VORGEGEBENER TEXT:
....................

Beim Steuersplitting addieren beide Partner ihr Einkommen. Für die Berechnung der Steuer wird die Summe halbiert, dann die Steuerlast darauf verdoppelt. Auf diese Weise verteilt sich das Einkommen und damit auch die Belastung rechnerisch gleichmäßig auf beide. Bei Paaren mit größerer Gehaltsdifferenz mildert das Verfahren die Progression bei dem Partner, der mehr erwirtschaftet.
SPD-Generalsekretär Kevin Kühnert unterstützt Klingbeils Vorstoß: „Das Ehegattensplitting zumindest für künftige Ehen durch eine gerechtere Form der Einkommensteuer zu ersetzen, würde den Zielen von Gleichstellung und Steuergerechtigkeit gleichermaßen zugute kommen“, so Kühnert. Der Staat verzichte durch das Splitting auf fast 20 Milliarden Euro pro Jahr , indem „wir uns ein Steuerprivileg leisten, das insbesondere viele Frauen vom Arbeitsmarkt fernhält“.

....................

EINTRÄGE:

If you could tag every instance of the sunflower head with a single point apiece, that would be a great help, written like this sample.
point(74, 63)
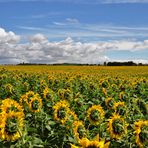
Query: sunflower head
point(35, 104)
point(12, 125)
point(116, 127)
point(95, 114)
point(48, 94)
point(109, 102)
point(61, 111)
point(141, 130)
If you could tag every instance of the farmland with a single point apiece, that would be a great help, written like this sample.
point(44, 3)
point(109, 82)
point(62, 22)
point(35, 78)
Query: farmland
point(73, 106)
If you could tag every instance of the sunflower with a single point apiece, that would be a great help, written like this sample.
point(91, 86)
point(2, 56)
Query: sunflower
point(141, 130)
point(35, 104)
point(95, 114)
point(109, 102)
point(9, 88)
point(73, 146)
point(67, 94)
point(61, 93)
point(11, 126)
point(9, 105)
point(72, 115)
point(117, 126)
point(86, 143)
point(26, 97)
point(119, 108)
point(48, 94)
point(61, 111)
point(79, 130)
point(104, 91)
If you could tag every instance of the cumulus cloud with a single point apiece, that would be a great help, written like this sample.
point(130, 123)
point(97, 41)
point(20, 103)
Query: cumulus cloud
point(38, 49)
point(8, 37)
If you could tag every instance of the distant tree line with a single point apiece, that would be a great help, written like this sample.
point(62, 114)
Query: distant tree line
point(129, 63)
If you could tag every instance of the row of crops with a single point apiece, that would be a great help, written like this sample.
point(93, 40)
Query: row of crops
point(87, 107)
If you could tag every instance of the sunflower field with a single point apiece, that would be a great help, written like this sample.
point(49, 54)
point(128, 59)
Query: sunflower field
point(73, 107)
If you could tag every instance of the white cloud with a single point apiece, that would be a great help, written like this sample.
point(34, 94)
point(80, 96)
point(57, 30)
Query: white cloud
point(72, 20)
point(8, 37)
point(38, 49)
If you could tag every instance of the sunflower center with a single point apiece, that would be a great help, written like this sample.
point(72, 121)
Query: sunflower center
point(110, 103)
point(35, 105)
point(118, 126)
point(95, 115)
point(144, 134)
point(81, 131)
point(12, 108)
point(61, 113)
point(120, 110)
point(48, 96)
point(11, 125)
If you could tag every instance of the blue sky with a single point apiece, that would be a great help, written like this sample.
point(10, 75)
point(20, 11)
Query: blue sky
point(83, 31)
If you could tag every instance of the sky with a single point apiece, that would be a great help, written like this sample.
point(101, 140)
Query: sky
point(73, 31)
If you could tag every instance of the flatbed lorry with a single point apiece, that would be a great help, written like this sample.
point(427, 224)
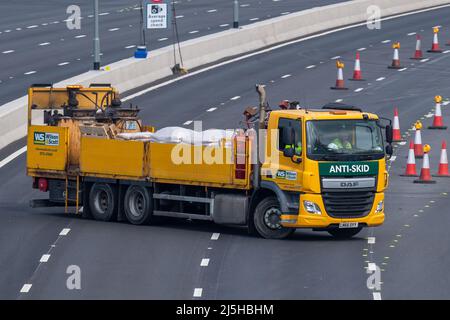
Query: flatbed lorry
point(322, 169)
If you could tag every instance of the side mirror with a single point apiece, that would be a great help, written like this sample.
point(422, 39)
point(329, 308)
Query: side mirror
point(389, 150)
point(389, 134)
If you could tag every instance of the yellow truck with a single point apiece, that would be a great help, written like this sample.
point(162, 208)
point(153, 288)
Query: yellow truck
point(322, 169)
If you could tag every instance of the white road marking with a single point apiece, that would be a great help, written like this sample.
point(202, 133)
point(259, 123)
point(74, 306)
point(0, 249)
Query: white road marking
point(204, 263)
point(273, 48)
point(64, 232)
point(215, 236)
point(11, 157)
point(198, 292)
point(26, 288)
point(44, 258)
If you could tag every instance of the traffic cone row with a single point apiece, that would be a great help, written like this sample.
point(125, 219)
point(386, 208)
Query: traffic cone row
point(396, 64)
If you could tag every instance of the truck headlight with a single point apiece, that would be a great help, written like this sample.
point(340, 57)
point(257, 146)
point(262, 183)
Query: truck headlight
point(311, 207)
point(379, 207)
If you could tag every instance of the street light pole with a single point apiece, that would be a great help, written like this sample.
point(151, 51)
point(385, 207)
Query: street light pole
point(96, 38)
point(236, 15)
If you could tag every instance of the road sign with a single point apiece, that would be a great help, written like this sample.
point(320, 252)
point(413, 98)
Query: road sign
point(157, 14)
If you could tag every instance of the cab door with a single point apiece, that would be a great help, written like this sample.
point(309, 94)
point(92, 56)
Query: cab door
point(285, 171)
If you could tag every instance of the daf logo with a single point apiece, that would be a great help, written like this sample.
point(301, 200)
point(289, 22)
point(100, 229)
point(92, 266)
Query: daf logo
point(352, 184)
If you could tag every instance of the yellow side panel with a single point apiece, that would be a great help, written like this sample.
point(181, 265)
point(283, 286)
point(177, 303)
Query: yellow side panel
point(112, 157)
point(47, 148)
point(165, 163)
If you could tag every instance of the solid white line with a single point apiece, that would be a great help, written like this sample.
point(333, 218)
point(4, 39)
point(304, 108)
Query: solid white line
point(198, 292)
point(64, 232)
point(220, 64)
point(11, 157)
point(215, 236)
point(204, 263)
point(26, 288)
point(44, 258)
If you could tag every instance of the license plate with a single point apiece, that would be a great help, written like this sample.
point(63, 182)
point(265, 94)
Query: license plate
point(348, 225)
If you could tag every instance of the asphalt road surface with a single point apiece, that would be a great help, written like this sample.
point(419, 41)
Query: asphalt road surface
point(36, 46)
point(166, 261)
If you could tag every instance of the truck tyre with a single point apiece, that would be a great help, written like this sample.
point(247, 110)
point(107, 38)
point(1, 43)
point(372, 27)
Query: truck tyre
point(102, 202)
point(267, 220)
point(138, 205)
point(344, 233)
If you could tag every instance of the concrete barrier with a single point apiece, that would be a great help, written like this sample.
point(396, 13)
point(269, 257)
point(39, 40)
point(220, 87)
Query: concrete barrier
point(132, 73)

....................

ARBEITSAUFTRAG A:
Nenne alle Wörter im Text zum Steuersplitting, die mit „Steuer“ beginnen.
ARBEITSAUFTRAG B:
Fasse den Absatz „Beim Steuersplitting addieren beide Partner …“ aus dem Text zum Steuersplitting als Stichpunktliste zusammen.

LÖSUNG A:
Steuersplitting, Steuer, Steuerlast, Steuergerechtigkeit, Steuerprivileg

LÖSUNG B:
- Beide Partner addieren ihr Einkommen.
- Die Summe wird für die Steuerberechnung halbiert, die Steuerlast darauf anschließend verdoppelt.
- Einkommen und Belastung verteilen sich so rechnerisch gleichmäßig auf beide.
- Bei größerer Gehaltsdifferenz mildert das Verfahren die Progression beim Partner mit dem höheren Einkommen.